◆ **DIRECTIONS**: Repeat each line, word for word, from the one containing "Mark the red campaign" through the last line of the entries, and include no other output.

◆ **DATA TO USE**:

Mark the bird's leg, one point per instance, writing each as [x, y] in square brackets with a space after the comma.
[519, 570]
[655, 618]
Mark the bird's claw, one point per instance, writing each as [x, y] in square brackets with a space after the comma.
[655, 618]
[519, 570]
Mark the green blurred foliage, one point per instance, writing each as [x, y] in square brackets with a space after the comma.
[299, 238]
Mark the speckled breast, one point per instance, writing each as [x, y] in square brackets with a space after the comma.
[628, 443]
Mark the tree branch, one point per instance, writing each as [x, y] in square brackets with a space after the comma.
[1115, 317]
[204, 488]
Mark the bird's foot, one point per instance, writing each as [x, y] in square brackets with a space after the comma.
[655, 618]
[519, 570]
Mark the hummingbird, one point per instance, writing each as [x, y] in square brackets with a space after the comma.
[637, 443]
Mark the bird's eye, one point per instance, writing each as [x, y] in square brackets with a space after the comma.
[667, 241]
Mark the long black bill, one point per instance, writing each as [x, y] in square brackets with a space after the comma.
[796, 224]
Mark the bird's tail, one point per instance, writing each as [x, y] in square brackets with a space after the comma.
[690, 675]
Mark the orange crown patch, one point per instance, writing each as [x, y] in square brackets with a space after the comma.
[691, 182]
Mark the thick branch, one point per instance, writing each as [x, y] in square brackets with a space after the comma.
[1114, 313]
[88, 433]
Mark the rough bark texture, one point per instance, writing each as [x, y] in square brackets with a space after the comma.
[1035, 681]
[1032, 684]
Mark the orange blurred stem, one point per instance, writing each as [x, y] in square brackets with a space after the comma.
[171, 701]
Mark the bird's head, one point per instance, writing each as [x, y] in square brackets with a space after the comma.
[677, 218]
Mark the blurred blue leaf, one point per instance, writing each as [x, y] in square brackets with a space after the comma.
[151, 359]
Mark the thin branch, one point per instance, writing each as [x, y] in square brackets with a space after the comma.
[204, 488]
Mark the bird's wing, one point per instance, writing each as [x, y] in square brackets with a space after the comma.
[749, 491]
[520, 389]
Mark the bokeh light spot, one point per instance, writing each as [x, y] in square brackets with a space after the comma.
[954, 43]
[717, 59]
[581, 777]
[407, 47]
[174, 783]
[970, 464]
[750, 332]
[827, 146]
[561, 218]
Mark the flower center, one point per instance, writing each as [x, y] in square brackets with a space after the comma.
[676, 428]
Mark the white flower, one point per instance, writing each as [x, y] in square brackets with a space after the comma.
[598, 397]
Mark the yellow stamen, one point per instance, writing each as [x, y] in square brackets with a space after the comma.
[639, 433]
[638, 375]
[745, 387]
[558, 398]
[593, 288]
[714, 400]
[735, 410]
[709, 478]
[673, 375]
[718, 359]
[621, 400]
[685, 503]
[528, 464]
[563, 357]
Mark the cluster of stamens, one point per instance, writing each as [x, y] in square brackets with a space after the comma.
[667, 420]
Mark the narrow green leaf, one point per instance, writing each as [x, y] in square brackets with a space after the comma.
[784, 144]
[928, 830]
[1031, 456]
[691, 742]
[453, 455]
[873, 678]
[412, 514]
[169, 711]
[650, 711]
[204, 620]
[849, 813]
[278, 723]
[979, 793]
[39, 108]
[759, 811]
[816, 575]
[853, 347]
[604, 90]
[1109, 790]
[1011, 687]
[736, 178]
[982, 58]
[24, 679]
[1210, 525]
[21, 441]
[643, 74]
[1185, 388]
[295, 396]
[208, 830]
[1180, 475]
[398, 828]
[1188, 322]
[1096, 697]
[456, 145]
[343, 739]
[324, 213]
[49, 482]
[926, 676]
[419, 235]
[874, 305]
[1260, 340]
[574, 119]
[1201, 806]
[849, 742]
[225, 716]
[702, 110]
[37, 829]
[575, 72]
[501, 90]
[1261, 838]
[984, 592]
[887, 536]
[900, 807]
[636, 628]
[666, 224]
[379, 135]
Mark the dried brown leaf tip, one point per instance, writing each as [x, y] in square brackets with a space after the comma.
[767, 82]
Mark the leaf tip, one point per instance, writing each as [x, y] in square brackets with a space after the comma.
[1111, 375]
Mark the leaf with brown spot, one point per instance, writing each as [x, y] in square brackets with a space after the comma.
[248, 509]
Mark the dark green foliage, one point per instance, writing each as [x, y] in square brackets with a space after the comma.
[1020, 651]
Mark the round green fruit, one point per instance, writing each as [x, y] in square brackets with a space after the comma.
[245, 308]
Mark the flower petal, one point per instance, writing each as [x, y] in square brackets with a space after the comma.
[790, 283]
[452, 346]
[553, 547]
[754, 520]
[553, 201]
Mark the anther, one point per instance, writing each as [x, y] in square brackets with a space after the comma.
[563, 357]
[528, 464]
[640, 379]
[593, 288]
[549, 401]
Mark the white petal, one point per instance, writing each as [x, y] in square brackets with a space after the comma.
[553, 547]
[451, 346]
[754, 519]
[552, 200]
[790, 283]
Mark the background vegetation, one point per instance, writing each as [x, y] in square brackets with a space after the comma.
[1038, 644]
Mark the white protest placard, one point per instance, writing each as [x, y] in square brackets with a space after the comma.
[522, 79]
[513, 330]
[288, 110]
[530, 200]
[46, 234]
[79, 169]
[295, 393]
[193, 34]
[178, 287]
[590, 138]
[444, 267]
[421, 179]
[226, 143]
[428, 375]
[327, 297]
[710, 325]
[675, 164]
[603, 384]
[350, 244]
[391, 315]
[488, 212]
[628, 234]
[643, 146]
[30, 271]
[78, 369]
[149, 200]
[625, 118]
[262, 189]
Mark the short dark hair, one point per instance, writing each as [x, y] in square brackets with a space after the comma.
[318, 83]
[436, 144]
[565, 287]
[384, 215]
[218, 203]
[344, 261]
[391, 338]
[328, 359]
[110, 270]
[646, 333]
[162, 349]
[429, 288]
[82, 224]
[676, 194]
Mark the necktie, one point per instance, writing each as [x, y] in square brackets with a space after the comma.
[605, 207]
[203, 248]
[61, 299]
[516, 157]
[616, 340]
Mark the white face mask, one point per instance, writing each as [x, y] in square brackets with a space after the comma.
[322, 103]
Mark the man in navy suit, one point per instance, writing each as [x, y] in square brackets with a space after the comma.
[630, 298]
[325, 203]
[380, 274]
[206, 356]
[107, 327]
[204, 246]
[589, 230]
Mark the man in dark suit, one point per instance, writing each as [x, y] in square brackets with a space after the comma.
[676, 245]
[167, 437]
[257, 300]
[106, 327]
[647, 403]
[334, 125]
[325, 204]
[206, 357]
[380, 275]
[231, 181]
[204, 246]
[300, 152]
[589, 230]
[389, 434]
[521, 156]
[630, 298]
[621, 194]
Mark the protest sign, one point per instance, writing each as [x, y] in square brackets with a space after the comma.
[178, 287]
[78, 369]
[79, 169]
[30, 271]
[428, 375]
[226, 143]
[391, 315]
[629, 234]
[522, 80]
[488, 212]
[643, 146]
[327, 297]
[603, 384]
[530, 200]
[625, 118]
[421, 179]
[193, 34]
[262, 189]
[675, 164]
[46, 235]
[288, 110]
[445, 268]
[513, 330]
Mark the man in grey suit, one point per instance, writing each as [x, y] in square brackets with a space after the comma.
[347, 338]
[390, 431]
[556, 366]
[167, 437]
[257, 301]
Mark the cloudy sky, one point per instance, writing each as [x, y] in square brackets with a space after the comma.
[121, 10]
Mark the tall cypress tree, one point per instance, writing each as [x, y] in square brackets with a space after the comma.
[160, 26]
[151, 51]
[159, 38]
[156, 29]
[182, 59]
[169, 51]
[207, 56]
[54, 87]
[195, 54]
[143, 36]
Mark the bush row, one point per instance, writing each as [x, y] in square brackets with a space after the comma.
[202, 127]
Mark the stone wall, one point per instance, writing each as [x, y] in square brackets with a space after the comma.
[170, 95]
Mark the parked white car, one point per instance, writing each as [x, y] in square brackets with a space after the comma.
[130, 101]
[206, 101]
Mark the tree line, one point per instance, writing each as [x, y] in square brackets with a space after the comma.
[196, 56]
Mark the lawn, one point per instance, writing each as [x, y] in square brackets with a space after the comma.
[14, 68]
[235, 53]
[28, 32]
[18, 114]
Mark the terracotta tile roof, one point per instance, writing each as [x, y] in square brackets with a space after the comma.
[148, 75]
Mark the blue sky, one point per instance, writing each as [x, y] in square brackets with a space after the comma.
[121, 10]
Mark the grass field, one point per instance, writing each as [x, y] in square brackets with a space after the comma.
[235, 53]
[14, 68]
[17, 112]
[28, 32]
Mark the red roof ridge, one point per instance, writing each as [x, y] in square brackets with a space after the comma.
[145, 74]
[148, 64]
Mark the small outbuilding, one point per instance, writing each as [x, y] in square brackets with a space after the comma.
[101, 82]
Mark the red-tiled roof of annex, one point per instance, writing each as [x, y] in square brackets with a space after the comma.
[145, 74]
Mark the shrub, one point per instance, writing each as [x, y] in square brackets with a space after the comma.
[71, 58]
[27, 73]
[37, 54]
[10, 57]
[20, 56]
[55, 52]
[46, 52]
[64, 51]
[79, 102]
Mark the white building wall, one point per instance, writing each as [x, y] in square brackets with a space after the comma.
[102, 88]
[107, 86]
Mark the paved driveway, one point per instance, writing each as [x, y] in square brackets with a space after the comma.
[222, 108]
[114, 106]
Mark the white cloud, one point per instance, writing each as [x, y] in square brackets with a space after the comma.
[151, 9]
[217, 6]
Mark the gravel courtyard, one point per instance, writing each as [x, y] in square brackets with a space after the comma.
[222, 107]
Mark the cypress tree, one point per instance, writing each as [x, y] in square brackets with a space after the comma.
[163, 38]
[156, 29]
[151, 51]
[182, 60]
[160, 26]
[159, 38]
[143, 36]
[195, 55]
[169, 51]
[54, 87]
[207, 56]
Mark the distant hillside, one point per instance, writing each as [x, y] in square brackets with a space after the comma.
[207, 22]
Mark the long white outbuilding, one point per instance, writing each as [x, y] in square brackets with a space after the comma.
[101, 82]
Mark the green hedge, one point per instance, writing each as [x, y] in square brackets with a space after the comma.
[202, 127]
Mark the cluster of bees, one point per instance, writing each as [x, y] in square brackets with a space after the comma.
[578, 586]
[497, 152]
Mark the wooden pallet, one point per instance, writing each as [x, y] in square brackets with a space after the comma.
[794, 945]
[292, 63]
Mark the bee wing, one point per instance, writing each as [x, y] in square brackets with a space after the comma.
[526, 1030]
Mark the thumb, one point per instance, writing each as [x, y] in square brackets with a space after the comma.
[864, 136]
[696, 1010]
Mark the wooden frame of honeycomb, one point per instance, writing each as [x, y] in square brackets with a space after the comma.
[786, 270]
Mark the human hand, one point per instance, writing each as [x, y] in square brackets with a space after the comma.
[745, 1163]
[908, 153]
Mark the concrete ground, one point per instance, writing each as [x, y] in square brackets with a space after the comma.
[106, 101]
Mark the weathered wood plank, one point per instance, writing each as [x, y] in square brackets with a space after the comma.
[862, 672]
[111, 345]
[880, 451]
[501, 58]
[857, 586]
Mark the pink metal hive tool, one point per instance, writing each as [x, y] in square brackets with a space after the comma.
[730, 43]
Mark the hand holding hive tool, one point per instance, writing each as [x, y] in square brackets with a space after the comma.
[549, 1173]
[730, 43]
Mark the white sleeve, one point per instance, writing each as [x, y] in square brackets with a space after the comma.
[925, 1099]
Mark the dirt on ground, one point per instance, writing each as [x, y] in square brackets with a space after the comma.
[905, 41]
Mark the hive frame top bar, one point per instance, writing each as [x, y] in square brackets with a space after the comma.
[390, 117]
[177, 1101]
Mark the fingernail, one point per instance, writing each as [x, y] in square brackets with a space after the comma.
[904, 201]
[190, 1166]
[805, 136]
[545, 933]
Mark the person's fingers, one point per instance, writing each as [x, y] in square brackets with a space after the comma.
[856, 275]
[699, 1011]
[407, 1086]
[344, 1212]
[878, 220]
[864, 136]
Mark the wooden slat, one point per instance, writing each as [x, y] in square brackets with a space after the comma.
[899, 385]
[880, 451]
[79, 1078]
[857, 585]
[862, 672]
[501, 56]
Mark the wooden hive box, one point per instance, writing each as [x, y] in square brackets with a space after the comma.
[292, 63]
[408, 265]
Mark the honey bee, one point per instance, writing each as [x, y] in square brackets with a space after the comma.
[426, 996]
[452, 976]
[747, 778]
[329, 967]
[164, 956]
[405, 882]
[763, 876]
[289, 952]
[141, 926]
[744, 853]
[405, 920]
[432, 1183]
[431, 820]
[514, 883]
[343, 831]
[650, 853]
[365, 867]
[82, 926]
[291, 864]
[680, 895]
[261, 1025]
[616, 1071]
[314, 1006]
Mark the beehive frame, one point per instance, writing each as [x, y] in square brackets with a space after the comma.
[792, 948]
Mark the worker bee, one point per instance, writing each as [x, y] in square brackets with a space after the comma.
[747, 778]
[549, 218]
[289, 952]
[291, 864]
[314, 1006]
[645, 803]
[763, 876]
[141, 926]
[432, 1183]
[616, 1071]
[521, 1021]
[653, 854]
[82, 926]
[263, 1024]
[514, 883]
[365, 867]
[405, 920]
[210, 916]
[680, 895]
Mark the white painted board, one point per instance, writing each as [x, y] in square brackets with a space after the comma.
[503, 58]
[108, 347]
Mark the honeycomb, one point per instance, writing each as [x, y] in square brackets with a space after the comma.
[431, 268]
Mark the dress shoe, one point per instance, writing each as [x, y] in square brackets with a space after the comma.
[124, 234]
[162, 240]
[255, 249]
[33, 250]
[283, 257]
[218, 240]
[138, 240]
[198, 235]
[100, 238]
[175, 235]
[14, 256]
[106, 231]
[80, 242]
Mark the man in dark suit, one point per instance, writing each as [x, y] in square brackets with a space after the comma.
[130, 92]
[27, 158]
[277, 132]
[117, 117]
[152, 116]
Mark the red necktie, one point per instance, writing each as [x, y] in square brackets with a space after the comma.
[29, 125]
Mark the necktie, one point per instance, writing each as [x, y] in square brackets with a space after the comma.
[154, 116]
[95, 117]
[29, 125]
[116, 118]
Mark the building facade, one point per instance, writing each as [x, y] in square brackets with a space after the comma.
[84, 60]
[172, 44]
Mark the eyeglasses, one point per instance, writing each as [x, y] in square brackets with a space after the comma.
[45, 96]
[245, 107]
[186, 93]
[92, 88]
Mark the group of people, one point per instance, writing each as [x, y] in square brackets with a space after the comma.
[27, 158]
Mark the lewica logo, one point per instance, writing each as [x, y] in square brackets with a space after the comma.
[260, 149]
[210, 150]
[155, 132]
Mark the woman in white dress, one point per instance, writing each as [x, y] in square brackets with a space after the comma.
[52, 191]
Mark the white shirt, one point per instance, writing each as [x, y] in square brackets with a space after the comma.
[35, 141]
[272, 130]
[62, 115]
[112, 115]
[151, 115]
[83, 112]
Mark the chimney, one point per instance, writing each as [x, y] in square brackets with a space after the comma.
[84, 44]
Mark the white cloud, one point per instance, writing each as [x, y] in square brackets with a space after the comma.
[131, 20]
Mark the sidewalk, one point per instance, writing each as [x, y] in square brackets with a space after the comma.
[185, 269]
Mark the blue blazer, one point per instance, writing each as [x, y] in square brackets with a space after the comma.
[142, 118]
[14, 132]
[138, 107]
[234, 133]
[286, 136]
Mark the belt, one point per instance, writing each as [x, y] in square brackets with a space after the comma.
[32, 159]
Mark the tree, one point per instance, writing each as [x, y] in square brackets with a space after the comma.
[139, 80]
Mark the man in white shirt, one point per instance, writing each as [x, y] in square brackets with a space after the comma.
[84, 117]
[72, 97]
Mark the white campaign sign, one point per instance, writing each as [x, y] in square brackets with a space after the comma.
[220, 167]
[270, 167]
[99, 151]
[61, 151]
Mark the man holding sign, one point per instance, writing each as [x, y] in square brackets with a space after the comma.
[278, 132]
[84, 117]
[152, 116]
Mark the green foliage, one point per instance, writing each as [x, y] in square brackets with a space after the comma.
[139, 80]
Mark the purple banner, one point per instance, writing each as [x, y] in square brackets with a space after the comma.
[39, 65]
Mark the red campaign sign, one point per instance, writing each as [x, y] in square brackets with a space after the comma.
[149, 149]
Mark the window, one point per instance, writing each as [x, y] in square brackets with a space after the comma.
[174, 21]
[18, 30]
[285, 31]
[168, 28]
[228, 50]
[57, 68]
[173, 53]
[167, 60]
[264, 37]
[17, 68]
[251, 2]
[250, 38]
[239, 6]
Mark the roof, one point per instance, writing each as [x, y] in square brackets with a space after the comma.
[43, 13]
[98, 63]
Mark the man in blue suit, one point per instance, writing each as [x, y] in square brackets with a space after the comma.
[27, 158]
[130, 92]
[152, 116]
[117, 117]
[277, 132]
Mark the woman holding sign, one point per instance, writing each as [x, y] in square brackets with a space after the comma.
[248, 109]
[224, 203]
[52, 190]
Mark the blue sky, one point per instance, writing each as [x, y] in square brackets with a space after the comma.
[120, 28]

◆ **RESPONSE TO THE EXERCISE**:
Mark the red campaign sign, one point per instance, writing each as [x, y] in square brackets with a space after the comma.
[149, 149]
Mark the window, one point per instance, writing each as [x, y] in square brackets with a space after the comma.
[174, 21]
[18, 30]
[285, 31]
[168, 28]
[228, 50]
[57, 68]
[173, 53]
[167, 60]
[264, 37]
[17, 68]
[251, 2]
[250, 38]
[239, 6]
Mark the roof, one point per instance, writing each as [x, y] in square brackets with a space after the comma.
[43, 13]
[98, 63]
Mark the man in blue suit, one point per instance, writing each as [x, y] in square brackets with a space after the comma.
[27, 158]
[130, 92]
[152, 116]
[117, 117]
[277, 132]
Mark the woman holding sign, one point per instance, writing each as [x, y] in square brackets with a space after the comma.
[248, 109]
[224, 203]
[52, 190]
Mark the blue sky, one point per instance, writing each as [x, y] in square brackets with a space after the comma.
[120, 28]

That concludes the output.